Material for this exercise:
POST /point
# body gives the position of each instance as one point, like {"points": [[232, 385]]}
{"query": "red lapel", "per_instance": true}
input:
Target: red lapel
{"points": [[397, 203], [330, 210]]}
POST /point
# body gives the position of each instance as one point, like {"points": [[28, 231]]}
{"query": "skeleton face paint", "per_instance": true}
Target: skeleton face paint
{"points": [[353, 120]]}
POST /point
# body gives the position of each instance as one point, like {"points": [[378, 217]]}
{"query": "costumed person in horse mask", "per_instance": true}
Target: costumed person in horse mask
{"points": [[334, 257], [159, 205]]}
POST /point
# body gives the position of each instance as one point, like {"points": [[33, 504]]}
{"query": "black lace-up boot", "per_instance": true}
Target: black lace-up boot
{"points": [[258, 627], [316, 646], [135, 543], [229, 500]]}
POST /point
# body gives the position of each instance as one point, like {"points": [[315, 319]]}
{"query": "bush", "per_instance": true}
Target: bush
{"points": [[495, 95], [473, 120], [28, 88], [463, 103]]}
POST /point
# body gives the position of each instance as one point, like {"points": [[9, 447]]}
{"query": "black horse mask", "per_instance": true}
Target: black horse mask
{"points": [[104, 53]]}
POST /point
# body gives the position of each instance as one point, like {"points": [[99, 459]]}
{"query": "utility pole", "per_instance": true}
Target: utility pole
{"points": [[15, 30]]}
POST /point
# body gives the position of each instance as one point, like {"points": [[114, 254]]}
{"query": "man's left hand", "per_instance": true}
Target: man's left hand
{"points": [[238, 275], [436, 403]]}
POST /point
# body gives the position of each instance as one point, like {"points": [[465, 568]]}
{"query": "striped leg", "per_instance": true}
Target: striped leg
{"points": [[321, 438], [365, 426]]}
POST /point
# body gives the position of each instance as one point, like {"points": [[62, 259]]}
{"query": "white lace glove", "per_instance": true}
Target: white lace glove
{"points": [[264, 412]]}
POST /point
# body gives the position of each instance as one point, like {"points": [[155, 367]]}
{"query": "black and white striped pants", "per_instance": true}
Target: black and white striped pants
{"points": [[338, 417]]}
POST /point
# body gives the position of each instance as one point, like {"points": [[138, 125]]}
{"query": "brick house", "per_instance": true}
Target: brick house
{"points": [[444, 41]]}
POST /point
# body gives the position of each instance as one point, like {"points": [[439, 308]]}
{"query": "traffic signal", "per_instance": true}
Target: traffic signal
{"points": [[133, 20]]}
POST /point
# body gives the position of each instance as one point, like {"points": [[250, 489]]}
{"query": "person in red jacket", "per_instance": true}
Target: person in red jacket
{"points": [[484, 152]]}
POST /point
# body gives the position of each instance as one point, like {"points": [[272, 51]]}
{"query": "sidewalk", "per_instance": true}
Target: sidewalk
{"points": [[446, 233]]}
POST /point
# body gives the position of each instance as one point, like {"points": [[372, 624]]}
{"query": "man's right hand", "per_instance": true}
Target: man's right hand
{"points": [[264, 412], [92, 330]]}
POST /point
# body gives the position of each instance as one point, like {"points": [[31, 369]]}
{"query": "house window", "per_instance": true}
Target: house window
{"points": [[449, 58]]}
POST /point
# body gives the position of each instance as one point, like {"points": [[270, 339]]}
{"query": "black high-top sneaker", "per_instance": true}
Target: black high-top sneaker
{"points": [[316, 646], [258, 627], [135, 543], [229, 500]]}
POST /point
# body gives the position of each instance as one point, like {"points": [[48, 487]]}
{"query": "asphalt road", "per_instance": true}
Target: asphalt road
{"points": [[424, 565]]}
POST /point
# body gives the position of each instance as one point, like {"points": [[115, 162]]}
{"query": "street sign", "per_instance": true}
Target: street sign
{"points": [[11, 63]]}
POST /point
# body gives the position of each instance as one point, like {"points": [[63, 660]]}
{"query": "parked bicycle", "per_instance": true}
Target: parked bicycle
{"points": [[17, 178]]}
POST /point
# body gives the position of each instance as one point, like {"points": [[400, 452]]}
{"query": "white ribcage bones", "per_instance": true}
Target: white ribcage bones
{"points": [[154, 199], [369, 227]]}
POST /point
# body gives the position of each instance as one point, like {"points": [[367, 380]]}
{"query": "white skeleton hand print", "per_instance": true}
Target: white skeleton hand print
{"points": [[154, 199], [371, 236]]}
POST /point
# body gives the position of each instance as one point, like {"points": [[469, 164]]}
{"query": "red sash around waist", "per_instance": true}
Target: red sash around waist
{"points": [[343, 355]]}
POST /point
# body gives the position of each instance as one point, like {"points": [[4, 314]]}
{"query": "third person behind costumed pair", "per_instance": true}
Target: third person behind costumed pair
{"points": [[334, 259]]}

Short problem:
All of the data needs to be printed once more, exactly.

Answer to this task:
POST /point
# body gives the position of each instance as one point, like {"points": [[232, 385]]}
{"query": "red lapel", "per_instance": true}
input:
Target: red lapel
{"points": [[397, 203], [330, 210]]}
POST /point
# body gives the position of each instance as one point, like {"points": [[28, 231]]}
{"query": "skeleton face paint", "per_instance": true}
Target: skeleton face paint
{"points": [[353, 120]]}
POST /point
# body gives the position of each instance as one point, like {"points": [[378, 217]]}
{"query": "costumed person in horse mask", "per_instance": true}
Target: costumed person in horse mask
{"points": [[334, 257], [159, 205]]}
POST /point
# body gives the position of each instance as one point, like {"points": [[33, 504]]}
{"query": "black lace-up boot", "per_instance": true}
Target: black lace-up boot
{"points": [[258, 627], [316, 646], [135, 543], [229, 500]]}
POST /point
# body gives the position of each instance as one point, like {"points": [[315, 319]]}
{"query": "bush", "per_instance": true}
Target: bush
{"points": [[495, 95], [473, 120], [28, 88], [463, 103]]}
POST /point
# body gives the position of each instance as one point, like {"points": [[9, 447]]}
{"query": "black horse mask", "per_instance": true}
Target: black horse mask
{"points": [[104, 53]]}
POST /point
# body gives the position of each instance as one point, like {"points": [[99, 459]]}
{"query": "utility pole", "per_instance": true}
Target: utility pole
{"points": [[15, 30]]}
POST /point
# body gives the position of each instance as one point, like {"points": [[114, 254]]}
{"query": "man's left hand", "per_instance": true}
Target: man's left hand
{"points": [[238, 275], [436, 403]]}
POST /point
# body gives the position of each instance as one point, like {"points": [[465, 568]]}
{"query": "striped leg", "per_instance": true}
Target: striped leg
{"points": [[321, 438], [365, 426]]}
POST /point
# body gives the position of each instance as one point, like {"points": [[62, 259]]}
{"query": "white lace glove", "per_instance": true}
Target: white lace glove
{"points": [[264, 412]]}
POST /point
# body gives the position of each instance as one point, like {"points": [[155, 367]]}
{"query": "black and white striped pants", "per_instance": true}
Target: black and white striped pants
{"points": [[338, 417]]}
POST /point
# body gives the position of each instance as one point, like {"points": [[138, 125]]}
{"query": "brick house", "per_instance": true}
Target: brick house
{"points": [[444, 41]]}
POST /point
# body gives the position of each instance as one point, like {"points": [[439, 308]]}
{"query": "traffic signal", "per_instance": true}
Target: traffic signal
{"points": [[133, 20]]}
POST /point
# body gives the position of each instance as one point, like {"points": [[250, 489]]}
{"query": "person in red jacket", "per_instance": true}
Target: person in red jacket
{"points": [[484, 152]]}
POST /point
# body gives the position of each instance as one point, like {"points": [[272, 51]]}
{"query": "sidewalk", "per_instance": true}
Target: sidewalk
{"points": [[446, 233]]}
POST /point
# body gives the position of each instance as one point, like {"points": [[372, 624]]}
{"query": "man's right hand", "per_instance": true}
Target: man's right hand
{"points": [[264, 412], [92, 330]]}
POST /point
# body gives the position of each instance as one point, like {"points": [[31, 369]]}
{"query": "house window", "per_instance": true}
Target: house window
{"points": [[449, 58]]}
POST /point
# body gives the position of each instance as one point, like {"points": [[270, 339]]}
{"query": "black high-top sneaker", "per_instance": true}
Target: black high-top sneaker
{"points": [[316, 646], [258, 627], [135, 543], [229, 500]]}
POST /point
# body gives the position of each instance as one point, like {"points": [[48, 487]]}
{"query": "asphalt road", "per_instance": true}
Target: asphalt road
{"points": [[424, 565]]}
POST /point
# body gives the position of each instance as one point, like {"points": [[115, 162]]}
{"query": "street sign", "per_instance": true}
Target: street sign
{"points": [[11, 63]]}
POST /point
# body gives the position of each instance as one point, like {"points": [[63, 660]]}
{"query": "parked bicycle", "per_instance": true}
Target: parked bicycle
{"points": [[17, 178]]}
POST /point
# body gives the position of each instance as one point, like {"points": [[400, 452]]}
{"query": "white ribcage bones", "per_instance": true}
Target: white ribcage bones
{"points": [[154, 199], [369, 227]]}
POST /point
# body gives the position of each instance as one point, like {"points": [[367, 380]]}
{"query": "white skeleton hand print", "per_instance": true}
Target: white skeleton hand print
{"points": [[154, 199], [371, 236]]}
POST /point
# body gives the position of each instance as one point, like {"points": [[469, 164]]}
{"query": "red sash around waist", "per_instance": true}
Target: red sash around waist
{"points": [[343, 355]]}
POST /point
# body gives the position of each instance as one point, like {"points": [[4, 314]]}
{"query": "third person behind costumed pair", "per_instance": true}
Target: third person behind costumed pair
{"points": [[334, 259]]}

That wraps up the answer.